◆ **EXERCISE**
Print the lines below word for word, starting at the line that contains "One marker belongs on each instance of the smaller" and ending at the line that contains "[(256, 181), (203, 184), (283, 187), (230, 196)]". Give only those lines.

◆ **EXTRACTED ENTRIES**
==========

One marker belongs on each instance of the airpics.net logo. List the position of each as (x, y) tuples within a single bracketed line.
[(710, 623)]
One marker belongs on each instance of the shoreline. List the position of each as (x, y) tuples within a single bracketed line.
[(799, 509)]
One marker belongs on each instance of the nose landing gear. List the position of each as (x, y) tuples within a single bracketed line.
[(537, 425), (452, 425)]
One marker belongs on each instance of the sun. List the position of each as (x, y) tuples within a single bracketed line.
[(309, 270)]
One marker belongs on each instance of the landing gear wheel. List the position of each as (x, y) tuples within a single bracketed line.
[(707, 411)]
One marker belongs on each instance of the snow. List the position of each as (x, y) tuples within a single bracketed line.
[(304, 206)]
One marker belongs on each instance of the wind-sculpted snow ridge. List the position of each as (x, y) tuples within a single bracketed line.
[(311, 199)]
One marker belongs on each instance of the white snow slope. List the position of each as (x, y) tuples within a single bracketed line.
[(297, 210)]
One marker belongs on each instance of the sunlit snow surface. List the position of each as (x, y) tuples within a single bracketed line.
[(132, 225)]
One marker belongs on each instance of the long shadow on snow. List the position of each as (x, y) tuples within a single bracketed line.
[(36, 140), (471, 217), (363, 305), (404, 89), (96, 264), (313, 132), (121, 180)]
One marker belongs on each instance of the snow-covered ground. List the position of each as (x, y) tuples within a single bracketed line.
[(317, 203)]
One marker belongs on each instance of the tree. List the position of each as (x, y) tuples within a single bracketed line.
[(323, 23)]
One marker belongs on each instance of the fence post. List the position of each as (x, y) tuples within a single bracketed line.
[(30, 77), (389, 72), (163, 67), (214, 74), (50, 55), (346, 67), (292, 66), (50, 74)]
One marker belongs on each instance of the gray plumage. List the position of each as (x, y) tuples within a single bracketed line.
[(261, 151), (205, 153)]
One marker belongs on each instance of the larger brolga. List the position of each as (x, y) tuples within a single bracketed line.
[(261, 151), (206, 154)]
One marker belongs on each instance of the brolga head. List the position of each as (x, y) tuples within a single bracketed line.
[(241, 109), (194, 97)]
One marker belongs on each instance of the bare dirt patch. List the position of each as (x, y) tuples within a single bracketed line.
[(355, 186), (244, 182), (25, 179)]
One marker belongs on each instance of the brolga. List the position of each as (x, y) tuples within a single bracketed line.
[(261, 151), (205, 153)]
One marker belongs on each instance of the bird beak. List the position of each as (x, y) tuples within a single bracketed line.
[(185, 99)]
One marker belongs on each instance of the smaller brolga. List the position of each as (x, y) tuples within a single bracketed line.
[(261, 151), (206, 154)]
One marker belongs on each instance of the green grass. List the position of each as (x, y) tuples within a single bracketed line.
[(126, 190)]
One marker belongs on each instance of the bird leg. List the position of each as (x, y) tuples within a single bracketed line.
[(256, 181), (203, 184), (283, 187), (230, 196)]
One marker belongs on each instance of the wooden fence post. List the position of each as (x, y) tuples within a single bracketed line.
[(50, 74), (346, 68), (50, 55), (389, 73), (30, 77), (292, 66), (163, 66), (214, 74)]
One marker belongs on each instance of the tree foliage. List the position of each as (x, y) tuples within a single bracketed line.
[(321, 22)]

==========

◆ **TASK RESULT**
One marker belongs on each instance of the smaller brolga. List the position of each as (x, y) tuples within a single bracketed line.
[(261, 151), (206, 154)]
One marker belongs on each instance of the green grass. List the position of each as (x, y) tuples within a single bracketed line.
[(126, 190)]
One marker belongs on each instance of the bird leg. List the position of each as (x, y) tuples within a single bracketed line.
[(256, 181), (203, 184), (283, 187), (230, 196)]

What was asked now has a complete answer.